Last modified: 2011-08-04 22:21:36 UTC
There's a small error in line '/(.) (?=\\?|:|;|!|%|\\302\\273)/' => '\\1 \\2', in file http://svn.wikimedia.org/viewvc/mediawiki/trunk/phase3/includes/parser/Parser.php?view=markup $2 (or \2 respectively) is not defined here, because zero-width look-ahead assertions (?=...) are non-capturing patterns. I suggest one of the following solutions '/(.) (\\?|:|;|!|%|\\302\\273)/' => '\\1 \\2', '/(.) (?=\\?|:|;|!|%|\\302\\273)/' => '\\1 ', '/(?<=.) (?=\\?|:|;|!|%|\\302\\273)/' => ' ', I don't know which of those is the best. I guess the first one is the slowest. Btw. for uniformity you could modify the lines '/(\\302\\253) /' => '\\1 ', '/ (!\s*important)/' => ' \\1', #Beware of CSS magic word !important, bug #11874. analogously.
1. Oh, &nbsp; is parsed here in bugzilla..., sorry I did not know that. 2. and additional to that you could do a little speed-up by grouping the singe-char alternatives by char classes. So the possible solutions would be '/(.) ([?:;!%]|\\302\\273)/' => '\\1&nbsp;\\2', or '/(.) (?=[?:;!%]|\\302\\273)/' => '\\1&nbsp;', or '/(?<=.) (?=[?:;!%]|\\302\\273)/' => '&nbsp;',
Oops, sorry again, is not parsed, it was just a copy&paste error. Third try: A solution would be '/(.) ([?:;!%]|\\302\\273)/' => '\\1 \\2', or '/(.) (?=[?:;!%]|\\302\\273)/' => '\\1 ', or '/(?<=.) (?=[?:;!%]|\\302\\273)/' => ' ',
Created attachment 8886 [details] simple patch that applies the suggested change Attached patch is incredibly simple and removes the redundant \\2. I checked the rest of Parser.php, there are no other incidences of this bug. This changes no behaviour whatsoever. I tested it anyway and all parsertests still pass.
Fixed in r93925.

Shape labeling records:
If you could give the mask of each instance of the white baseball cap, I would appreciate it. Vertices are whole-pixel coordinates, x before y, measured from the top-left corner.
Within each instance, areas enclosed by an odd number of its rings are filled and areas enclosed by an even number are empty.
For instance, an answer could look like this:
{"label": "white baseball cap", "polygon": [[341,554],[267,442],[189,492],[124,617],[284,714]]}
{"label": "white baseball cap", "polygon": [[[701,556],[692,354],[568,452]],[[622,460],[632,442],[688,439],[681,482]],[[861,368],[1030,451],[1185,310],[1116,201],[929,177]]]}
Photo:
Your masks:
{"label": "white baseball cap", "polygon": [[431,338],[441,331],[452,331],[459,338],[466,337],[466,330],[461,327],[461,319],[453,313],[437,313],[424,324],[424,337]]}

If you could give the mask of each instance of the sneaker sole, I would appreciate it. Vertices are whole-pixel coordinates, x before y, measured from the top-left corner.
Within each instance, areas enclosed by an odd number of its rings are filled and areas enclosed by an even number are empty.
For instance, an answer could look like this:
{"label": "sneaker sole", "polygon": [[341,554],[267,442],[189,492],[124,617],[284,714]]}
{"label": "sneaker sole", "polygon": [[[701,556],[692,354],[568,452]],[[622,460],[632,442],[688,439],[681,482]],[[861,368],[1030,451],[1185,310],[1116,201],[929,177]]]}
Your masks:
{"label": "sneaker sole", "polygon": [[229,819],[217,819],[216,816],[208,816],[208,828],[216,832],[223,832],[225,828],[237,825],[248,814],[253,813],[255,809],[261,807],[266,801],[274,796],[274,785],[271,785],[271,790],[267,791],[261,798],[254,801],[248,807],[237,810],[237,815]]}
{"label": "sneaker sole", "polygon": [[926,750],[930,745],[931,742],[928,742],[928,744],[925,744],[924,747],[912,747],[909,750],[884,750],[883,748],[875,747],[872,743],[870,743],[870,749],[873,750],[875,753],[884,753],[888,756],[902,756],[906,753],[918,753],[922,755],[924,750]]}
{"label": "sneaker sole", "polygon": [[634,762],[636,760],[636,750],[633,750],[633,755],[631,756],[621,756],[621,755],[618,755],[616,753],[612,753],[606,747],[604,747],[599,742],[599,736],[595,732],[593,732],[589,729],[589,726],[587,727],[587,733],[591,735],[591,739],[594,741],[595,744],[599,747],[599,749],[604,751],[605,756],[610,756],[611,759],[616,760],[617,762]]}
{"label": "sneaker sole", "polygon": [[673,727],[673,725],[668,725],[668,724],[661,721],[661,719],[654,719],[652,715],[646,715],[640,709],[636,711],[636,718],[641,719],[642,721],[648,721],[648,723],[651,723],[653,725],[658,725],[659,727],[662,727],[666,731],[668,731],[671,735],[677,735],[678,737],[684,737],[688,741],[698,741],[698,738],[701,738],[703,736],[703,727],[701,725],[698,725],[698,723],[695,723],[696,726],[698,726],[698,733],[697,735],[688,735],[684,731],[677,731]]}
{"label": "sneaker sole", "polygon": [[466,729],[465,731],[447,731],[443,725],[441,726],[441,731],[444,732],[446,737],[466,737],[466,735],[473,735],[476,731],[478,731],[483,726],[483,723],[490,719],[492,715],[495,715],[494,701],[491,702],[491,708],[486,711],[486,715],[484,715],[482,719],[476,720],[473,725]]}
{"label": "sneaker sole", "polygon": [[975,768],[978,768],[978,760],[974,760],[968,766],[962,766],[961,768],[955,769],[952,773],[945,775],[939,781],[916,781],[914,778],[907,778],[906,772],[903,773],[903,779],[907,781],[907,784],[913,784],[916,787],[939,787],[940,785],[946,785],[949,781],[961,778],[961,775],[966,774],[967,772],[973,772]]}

The exercise:
Can you retype the part of the parser regex thread between "Last modified: 2011-08-04" and "bug #11874. analogously.", inclusive? The records have no connection to the thread about the parser regex.

Correct response:
Last modified: 2011-08-04 22:21:36 UTC
There's a small error in line '/(.) (?=\\?|:|;|!|%|\\302\\273)/' => '\\1 \\2', in file http://svn.wikimedia.org/viewvc/mediawiki/trunk/phase3/includes/parser/Parser.php?view=markup $2 (or \2 respectively) is not defined here, because zero-width look-ahead assertions (?=...) are non-capturing patterns. I suggest one of the following solutions '/(.) (\\?|:|;|!|%|\\302\\273)/' => '\\1 \\2', '/(.) (?=\\?|:|;|!|%|\\302\\273)/' => '\\1 ', '/(?<=.) (?=\\?|:|;|!|%|\\302\\273)/' => ' ', I don't know which of those is the best. I guess the first one is the slowest. Btw. for uniformity you could modify the lines '/(\\302\\253) /' => '\\1 ', '/ (!\s*important)/' => ' \\1', #Beware of CSS magic word !important, bug #11874. analogously.